• [Exercise]:
Reproduce every entry exactly, without alteration.

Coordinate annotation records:
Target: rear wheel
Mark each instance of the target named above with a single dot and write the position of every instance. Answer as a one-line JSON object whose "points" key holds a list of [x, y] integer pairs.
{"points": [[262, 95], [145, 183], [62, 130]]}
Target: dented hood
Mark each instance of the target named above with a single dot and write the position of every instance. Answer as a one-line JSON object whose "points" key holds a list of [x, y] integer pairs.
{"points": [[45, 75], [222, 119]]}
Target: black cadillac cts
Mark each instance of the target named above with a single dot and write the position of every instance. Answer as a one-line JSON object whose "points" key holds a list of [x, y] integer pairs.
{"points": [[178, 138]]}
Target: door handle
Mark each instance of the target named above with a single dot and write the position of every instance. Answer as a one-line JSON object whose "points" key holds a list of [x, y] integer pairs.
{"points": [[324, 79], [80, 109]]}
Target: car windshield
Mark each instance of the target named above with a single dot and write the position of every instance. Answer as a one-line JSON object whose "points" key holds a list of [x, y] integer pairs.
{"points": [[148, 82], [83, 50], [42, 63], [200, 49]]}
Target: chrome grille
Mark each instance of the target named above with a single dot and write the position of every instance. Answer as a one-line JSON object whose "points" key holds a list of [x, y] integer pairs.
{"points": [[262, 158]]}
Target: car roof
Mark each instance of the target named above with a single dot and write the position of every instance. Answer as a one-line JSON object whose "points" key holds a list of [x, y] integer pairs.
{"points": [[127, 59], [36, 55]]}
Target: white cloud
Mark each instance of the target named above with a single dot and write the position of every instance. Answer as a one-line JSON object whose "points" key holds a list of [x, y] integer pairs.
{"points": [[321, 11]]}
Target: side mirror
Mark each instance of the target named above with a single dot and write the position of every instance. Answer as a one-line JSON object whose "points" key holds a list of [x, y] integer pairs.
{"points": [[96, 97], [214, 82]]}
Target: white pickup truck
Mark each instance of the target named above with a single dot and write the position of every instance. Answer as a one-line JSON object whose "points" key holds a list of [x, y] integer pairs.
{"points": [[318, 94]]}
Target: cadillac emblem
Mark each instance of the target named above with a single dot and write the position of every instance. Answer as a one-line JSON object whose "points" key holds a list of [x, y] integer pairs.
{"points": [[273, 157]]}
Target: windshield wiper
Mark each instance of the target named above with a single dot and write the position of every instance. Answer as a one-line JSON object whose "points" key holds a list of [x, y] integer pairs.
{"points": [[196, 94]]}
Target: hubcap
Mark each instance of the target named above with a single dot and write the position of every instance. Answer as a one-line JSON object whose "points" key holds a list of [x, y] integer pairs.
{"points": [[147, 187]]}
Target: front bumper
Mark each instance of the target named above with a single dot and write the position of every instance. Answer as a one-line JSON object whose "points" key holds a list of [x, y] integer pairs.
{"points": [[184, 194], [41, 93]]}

• [Response]:
Target: rear wheel
Mark each instance of the target named above with a single dot and write the position of every instance. Answer as a one-line JSON object whose "points" key holds a list of [x, y] integer pairs.
{"points": [[262, 95], [145, 183], [62, 130]]}
Target: dented hood
Mark each instance of the target named above with a single dot and write the position of every instance. Answer as a one-line JSON object whose "points" key holds a list of [x, y] integer pairs.
{"points": [[45, 75], [222, 119]]}
Target: black cadillac cts
Mark each instance of the target named above with a single dot and write the position of every instance. Answer as a one-line JSON object whose "points" key holds a list of [x, y] integer pairs.
{"points": [[178, 138]]}
Target: door handle
Mark each instance of the target named above with a single dot and write the position of every instance. Answer as a one-line JSON object whose "points" key holds a list of [x, y] integer pairs.
{"points": [[324, 79], [80, 109]]}
Target: car windshield
Mark each instance of the target named above with a single dot and write the position of every instance. Answer as a one-line JSON object whose "points" key holds a list of [x, y] integer pairs.
{"points": [[148, 82], [83, 50], [42, 63], [200, 49]]}
Target: chrome grille
Mark each instance of the target named above with a single dot and write the position of every instance. Answer as a one-line JSON object whose "points" key holds a list of [x, y] integer pairs.
{"points": [[262, 158]]}
Target: car roof
Mark each instance of the target named above with a single dot and write the position of every instance. Answer as a one-line JSON object whose "points" key holds a list of [x, y] integer pairs.
{"points": [[127, 59], [36, 55]]}
Target: white cloud
Mark each instance of the target named above with a single dot and write the position of every instance. Answer as a one-line JSON object whose "points" key holds a list of [x, y] integer pairs.
{"points": [[321, 11]]}
Target: side mirror
Mark each instance of the target named above with a single dot and write the position of every instance. Answer as a one-line JSON object whose "points" key holds a list of [x, y] integer pairs.
{"points": [[96, 97], [214, 82]]}
Target: white pickup truck
Mark each instance of the target named above with a single dot and write the position of every instance. Answer as a one-line JSON object whose "points" key holds a list of [x, y] integer pairs.
{"points": [[318, 94]]}
Target: cadillac emblem
Mark each instance of the target named above with a single dot and write the position of every instance. Answer as a one-line JSON object whose "points" key holds a list of [x, y] integer pairs.
{"points": [[273, 157]]}
Target: windshield wiper
Mark each instance of the target named above with a single dot and write the position of every instance. Answer as a one-line JSON object whose "points" key holds a list of [x, y] integer pairs.
{"points": [[196, 94]]}
Target: hubcap
Mark each instance of the target named above with a single dot and write the position of every instance. Answer as a one-line JSON object whose "points" key holds a list of [x, y] integer pairs.
{"points": [[147, 187]]}
Target: front bumper
Mark each instance of the target named above with a single dot and write the position of every instance. Answer as a one-line JSON object whose "points" key holds a list of [x, y] integer pairs.
{"points": [[184, 194], [41, 93]]}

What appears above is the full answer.